*** PASSAGE ***

In our eye movement study, Suzuki et al. [2009] performed the discriminant analysis between schizophrenics and non-schizophrenics using the eye movement disturbances. As a result, 184 of the 251 clinically diagnosed schizophrenics were found to have schizophrenia (73.3%).

In another study [Suzuki et al., 2012], results of a factor analysis of BPRS ratings from the above 251 schizophrenic subjects revealed five symptoms (excitement/hostility, negative symptoms, depression/anxiety, positive symptoms and disorganization). Excitement/hostility, negative symptoms and disorganization were more predominant in the 184 SPDS subjects compared to the SPDNS subjects. Furthermore, the BPRS total score of SPDS was significantly higher than that of SPDNS. Consequently, SPDS may consist of severe schizophrenia; and the severity of symptoms in SPDS is mainly due to excitement/hostility, negative symptoms, and disorganization.

*** End of PASSAGE ***
*** THE DATA ***

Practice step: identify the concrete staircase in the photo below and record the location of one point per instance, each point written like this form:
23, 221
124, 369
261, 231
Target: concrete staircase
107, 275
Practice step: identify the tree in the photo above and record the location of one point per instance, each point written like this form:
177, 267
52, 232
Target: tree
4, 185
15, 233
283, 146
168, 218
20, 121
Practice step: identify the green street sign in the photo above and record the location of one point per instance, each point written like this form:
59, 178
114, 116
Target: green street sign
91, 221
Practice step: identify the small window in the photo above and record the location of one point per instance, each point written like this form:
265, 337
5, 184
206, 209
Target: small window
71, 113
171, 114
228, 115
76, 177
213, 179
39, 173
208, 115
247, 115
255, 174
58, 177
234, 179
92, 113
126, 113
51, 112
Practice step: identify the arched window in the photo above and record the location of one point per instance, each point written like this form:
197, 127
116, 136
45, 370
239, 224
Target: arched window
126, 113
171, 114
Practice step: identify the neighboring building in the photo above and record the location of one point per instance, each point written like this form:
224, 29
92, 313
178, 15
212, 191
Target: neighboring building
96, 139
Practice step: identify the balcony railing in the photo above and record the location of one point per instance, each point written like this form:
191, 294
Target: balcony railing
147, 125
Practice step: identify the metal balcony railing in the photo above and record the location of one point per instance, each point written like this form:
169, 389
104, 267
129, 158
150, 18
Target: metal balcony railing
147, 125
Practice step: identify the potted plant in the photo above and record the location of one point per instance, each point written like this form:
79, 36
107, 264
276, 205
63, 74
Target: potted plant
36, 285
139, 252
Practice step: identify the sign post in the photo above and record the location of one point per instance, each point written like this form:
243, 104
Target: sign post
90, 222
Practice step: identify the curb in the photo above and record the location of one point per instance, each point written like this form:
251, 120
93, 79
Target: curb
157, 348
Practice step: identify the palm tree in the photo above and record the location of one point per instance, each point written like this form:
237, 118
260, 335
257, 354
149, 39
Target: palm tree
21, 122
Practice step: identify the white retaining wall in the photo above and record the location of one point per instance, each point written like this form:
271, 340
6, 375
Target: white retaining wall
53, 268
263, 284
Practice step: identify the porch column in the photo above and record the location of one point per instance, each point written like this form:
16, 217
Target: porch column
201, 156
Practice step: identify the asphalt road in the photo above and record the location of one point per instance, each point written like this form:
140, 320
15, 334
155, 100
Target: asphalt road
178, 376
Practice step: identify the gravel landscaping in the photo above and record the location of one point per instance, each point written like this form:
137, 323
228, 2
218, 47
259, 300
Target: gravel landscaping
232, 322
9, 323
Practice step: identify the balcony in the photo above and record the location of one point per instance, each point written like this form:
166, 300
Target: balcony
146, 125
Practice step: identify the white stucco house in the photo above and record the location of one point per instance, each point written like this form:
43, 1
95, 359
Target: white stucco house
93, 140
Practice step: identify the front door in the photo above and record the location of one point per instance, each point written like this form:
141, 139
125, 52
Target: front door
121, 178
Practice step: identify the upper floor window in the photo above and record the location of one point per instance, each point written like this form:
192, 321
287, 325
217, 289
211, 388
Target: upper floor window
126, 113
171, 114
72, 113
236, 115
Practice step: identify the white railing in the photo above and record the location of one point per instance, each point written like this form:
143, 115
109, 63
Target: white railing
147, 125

*** End of THE DATA ***

# [DIRECTIONS]
Rewrite the passage on schizophrenia and eye movements, starting with "In our eye movement" and going on through "have schizophrenia (73.3%).", putting "eye movement abnormalities" in place of "eye movement disturbances".

# [EXERCISE OUTPUT]
In our eye movement study, Suzuki et al. [2009] performed the discriminant analysis between schizophrenics and non-schizophrenics using the eye movement abnormalities. As a result, 184 of the 251 clinically diagnosed schizophrenics were found to have schizophrenia (73.3%).